[Dataset entries]
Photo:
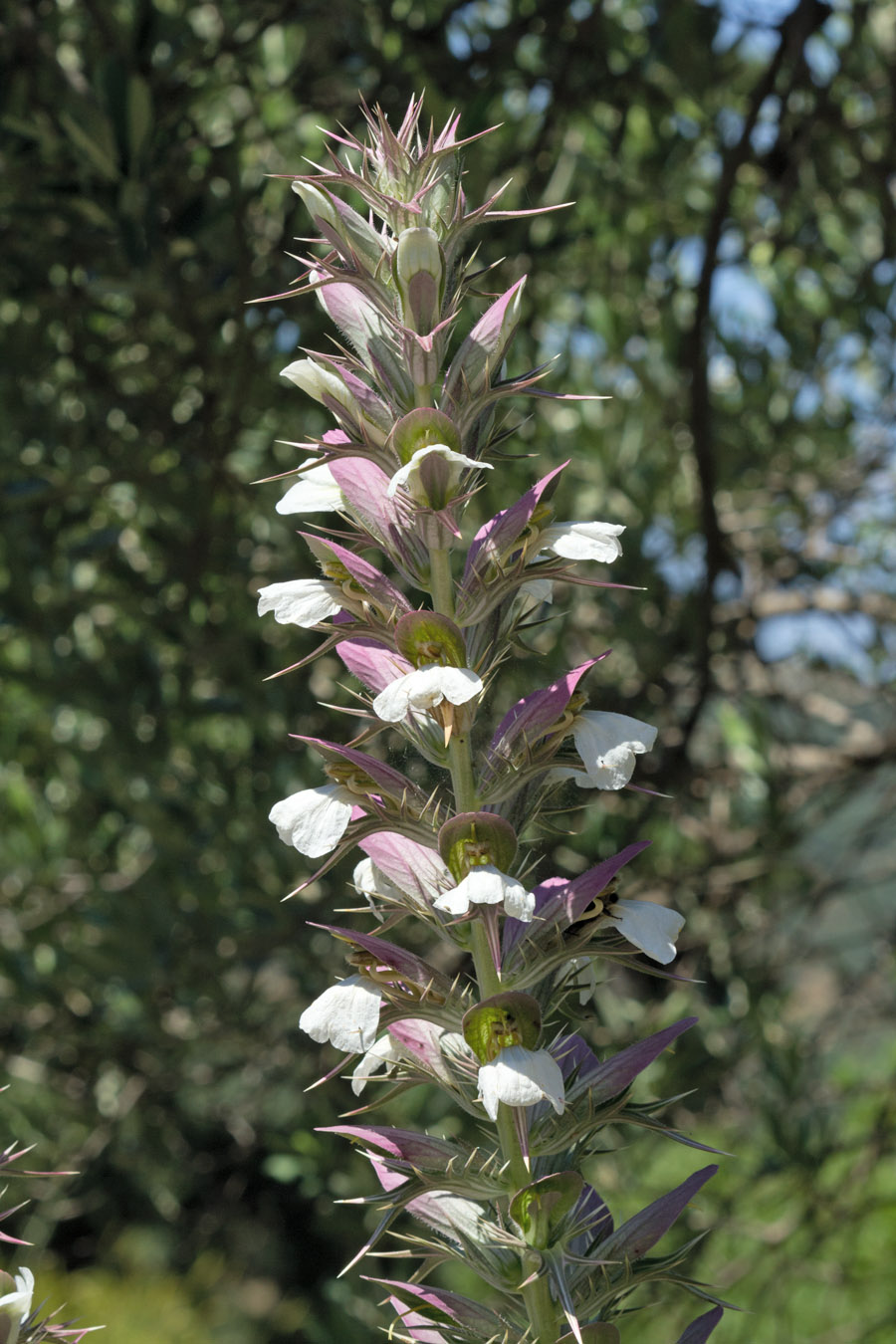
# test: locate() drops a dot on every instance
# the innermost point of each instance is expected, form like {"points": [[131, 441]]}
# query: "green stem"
{"points": [[537, 1296]]}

→ PROBLEM STATEMENT: Wherever the word "instance" occurs in the data, copy that whole line.

→ SOLUTION:
# test: locate() drops a dot on every instance
# the innermost point of each instance is expected, form like {"points": [[131, 441]]}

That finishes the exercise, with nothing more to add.